▸ **RECORD EXCERPTS**
Segment Open

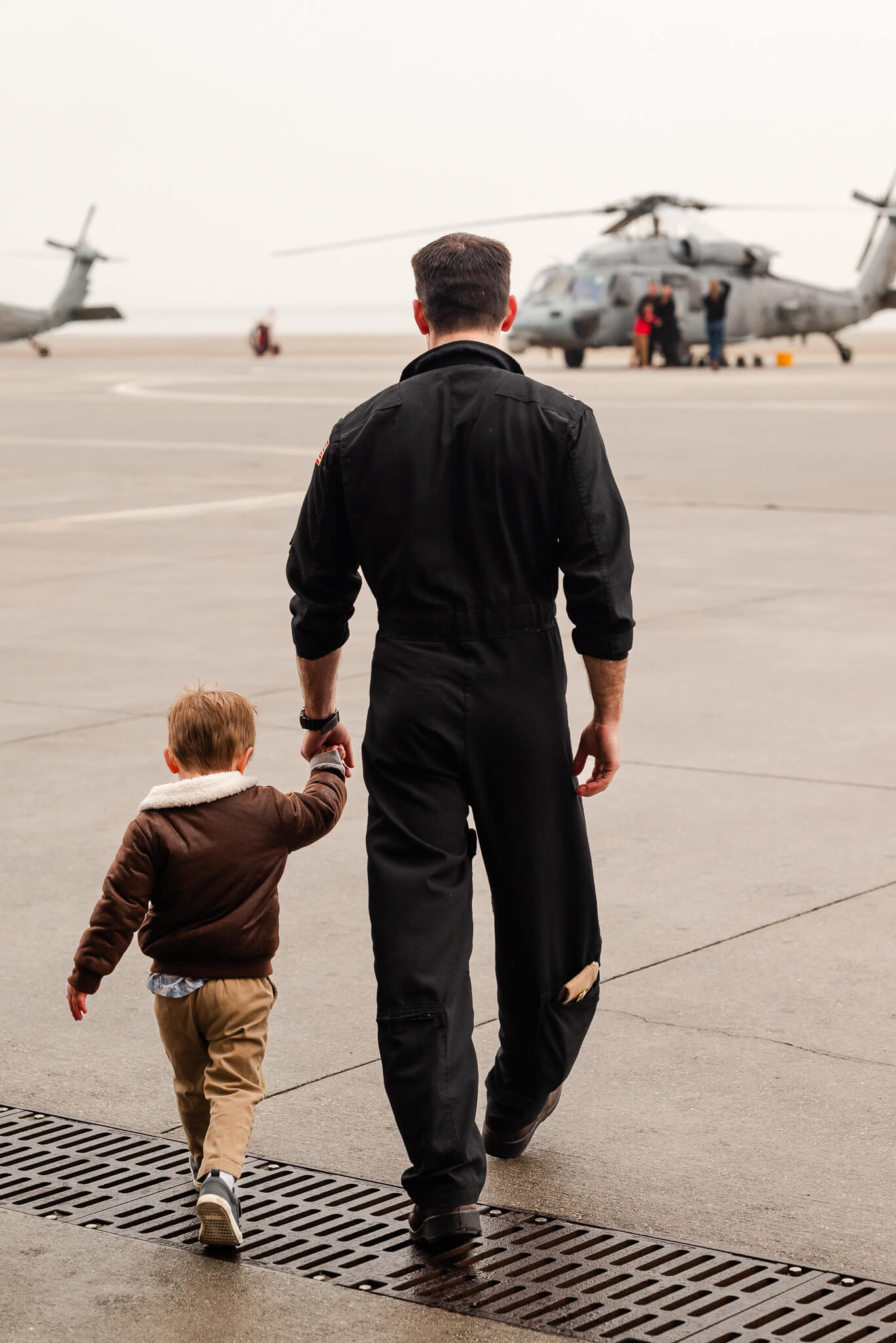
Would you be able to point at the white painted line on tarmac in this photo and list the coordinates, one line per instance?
(250, 504)
(144, 391)
(737, 407)
(151, 445)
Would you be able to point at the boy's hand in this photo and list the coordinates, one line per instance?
(77, 1002)
(339, 736)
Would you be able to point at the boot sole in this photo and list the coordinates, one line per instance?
(220, 1225)
(505, 1150)
(448, 1226)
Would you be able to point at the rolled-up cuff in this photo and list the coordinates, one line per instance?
(593, 642)
(313, 645)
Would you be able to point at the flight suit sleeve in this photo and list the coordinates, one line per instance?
(322, 565)
(595, 557)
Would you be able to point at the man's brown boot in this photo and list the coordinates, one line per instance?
(516, 1142)
(440, 1225)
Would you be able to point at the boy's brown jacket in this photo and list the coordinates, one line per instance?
(198, 873)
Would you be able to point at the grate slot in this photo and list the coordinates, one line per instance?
(537, 1272)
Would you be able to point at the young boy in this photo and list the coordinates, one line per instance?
(197, 873)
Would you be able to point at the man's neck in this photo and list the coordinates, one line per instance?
(484, 338)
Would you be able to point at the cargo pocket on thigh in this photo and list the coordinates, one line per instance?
(562, 1028)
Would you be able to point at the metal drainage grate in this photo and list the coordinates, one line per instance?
(527, 1270)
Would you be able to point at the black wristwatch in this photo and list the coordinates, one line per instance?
(319, 724)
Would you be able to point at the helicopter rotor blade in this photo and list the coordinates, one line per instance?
(438, 229)
(83, 239)
(631, 211)
(870, 242)
(882, 207)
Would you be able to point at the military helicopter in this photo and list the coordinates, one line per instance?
(68, 306)
(590, 302)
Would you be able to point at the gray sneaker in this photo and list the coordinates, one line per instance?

Segment Closed

▸ **WHAT THE TASK ASKS**
The reply should consist only of the line containing "Would you be able to point at the boot" and all lines after it in the listing above, reproduced exactly.

▸ **EXERCISE RESPONSE**
Would you be able to point at the boot sole in this photo and list the coordinates, one line per instance?
(220, 1225)
(505, 1150)
(448, 1226)
Would you be able to point at the rolled-up cuff in this photo and list the coordinates, one line per instance?
(593, 642)
(313, 645)
Would you be able to point at the flight suit sleeve in this photo and list the coordinates, one line per instance?
(322, 565)
(595, 557)
Would you be able to point at the man's brown boot in this photo and list the coordinates, one line per instance?
(516, 1142)
(440, 1225)
Would you be able to point at the boy's brown jacket in this photo and list the coordinates, one line per instance?
(198, 873)
Would you be able to point at the grate slot in this photo and list the coordinates, one line per instance?
(537, 1272)
Would you be able to point at the young boy in this photo and list the coordinates, one line per instance?
(197, 873)
Would you be able to point at the man's neck in this photo and list the coordinates, one line per instance?
(484, 338)
Would you be able to point at the cargo pocket on thigh in this photo and list the coordinates, one line per instance?
(562, 1028)
Would you be able to point at the metal drainage grate in this photo and list the coordinates, one line per instance?
(527, 1270)
Would you be able to point at the black wristwatch in this photo and list the coordinates, one line per instance?
(319, 724)
Would you be able to point at the helicopter rotor blade in this photo and list the coordinates, one line per instance?
(438, 229)
(83, 239)
(631, 211)
(870, 242)
(882, 207)
Would you be able to point at the military helicopter in this photo and list the coordinates, one line per instance?
(68, 306)
(590, 302)
Would you be able to point at the gray sneaker in this photo and list the coordinates, one line per instance?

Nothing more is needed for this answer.